Request A - Arrange the records as a numbered list, running from their first line up to and including the line with "column 306, row 289", and leave out any blank lines.

Excerpt provided -
= = = = = = =

Toward evening, when it was cooler, we made our way into an older section of Pune to visit an 18th century fort/palace. The palace and surrounding walls and battlements had been built by a rich and powerful family at the beginning of the 18th century. Unfortunately, the palace itself, a seven story complex, had burned down late in the 18th century, leaving only the stone foundations, but the walls and gates are still very much intact.

The fort gates View of the grounds from atop the gate Irene and Steven on the fort wall

The Fort gates

Garden from atop the gate

On the fort wall

While we were at the palace, we drew a certain amount of attention as the only westerners in the entire complex (and the only “tourists” sporting a camera). A pair of young teenage boys followed us around for a while, giggling to themselves, until they finally mustered up the courage to ask where we were from. Then they scooted off. Later, a young boy of five or so came up to me with a big grin and said “Hello,” obviously having been coached by his father, who was standing in the background. I extended my hand, and said, “Hello, there. How are you?” at which point his father prompted him to say, “Fine,” and he scuttled off with a grin on his face a mile wide. It was a curiously charming moment.

We rounded out the day with some more Indian food at a very nice little restaurant near Steven’s apartment and came home to get some much-needed sleep.

APTI, Day 3 – Mumbai to Pune

Somehow, I had expected Indian security to be a potential snag, but, quite to the contrary, we were ushered along and put through lineups with embarrassing expediency. I say embarrassing, because these courtesies were not extended to everyone, just to the token white folks on the flight.

Steven had warned us about the humidity we could expect at Mumbai, so while it was no surprise, it was certainly noticeable, even before we got off the plane. On the plus side, I had expected it to be much warmer, but the temperature wasn’t particularly uncomfortable.

Mumbai is a city surrounded by water on all sides – in three dimensions. It shoehorns millions of people onto a small peninsula in the ocean, situated at the mouth of a river delta. And, in monsoon season at least, it is pummelled by rain from above. Mumbai just drips. The buildings, which tend to be concrete and/or brick covered in stucco, are all festooned with vertical streaks of black mould. This has the tendency to make them look abandoned, even when they are teeming with life. In fact, new construction, not yet completed, has the look of abandoned ruins from this effect.

Everything is under construction – or reconstruction – here: roads, sidewalks, stone walls (of which there are many) and buildings. Or, perhaps, I should say apparent construction.

= = = = = = =

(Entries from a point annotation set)
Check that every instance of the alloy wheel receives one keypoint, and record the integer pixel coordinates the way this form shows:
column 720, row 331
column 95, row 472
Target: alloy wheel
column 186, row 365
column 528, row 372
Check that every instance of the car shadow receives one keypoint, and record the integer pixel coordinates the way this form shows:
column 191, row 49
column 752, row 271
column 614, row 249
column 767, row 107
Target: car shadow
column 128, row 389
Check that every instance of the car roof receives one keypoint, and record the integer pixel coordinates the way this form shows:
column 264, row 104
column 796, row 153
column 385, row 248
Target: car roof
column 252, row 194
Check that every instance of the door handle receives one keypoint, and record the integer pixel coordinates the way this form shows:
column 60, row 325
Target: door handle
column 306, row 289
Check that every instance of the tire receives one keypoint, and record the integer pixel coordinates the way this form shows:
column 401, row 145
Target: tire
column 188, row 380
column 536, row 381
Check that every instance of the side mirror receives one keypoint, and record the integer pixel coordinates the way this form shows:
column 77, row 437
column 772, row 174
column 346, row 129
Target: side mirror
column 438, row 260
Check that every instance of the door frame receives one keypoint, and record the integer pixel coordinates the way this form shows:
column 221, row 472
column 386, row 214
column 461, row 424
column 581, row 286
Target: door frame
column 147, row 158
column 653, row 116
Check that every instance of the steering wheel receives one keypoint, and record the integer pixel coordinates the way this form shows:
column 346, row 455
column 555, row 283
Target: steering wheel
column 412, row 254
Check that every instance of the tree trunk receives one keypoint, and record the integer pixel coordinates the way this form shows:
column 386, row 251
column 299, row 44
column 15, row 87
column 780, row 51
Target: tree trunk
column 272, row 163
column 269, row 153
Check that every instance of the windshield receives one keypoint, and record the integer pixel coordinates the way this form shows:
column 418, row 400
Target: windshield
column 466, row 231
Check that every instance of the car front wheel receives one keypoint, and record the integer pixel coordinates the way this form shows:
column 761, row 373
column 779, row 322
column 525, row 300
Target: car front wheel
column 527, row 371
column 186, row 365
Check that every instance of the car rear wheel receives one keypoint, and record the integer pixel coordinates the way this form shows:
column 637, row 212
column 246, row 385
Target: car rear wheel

= = = = = = =

Request B - In the travel account, why does the writer call the speed of the security lineups embarrassing?

Full answer A -
1. Check that every instance of the alloy wheel receives one keypoint, and record the integer pixel coordinates the way this form shows:
2. column 720, row 331
3. column 95, row 472
4. Target: alloy wheel
5. column 186, row 365
6. column 528, row 372
7. Check that every instance of the car shadow receives one keypoint, and record the integer pixel coordinates the way this form shows:
8. column 191, row 49
9. column 752, row 271
10. column 614, row 249
11. column 767, row 107
12. Target: car shadow
13. column 128, row 389
14. Check that every instance of the car roof receives one keypoint, and record the integer pixel coordinates the way this form shows:
15. column 264, row 104
16. column 796, row 153
17. column 385, row 248
18. Target: car roof
19. column 252, row 194
20. Check that every instance of the door handle receives one keypoint, and record the integer pixel coordinates the way this form shows:
21. column 60, row 325
22. Target: door handle
23. column 306, row 289

Full answer B - The writer calls it embarrassing because the courtesies weren't given to everyone. Only the token white folks on the flight received them.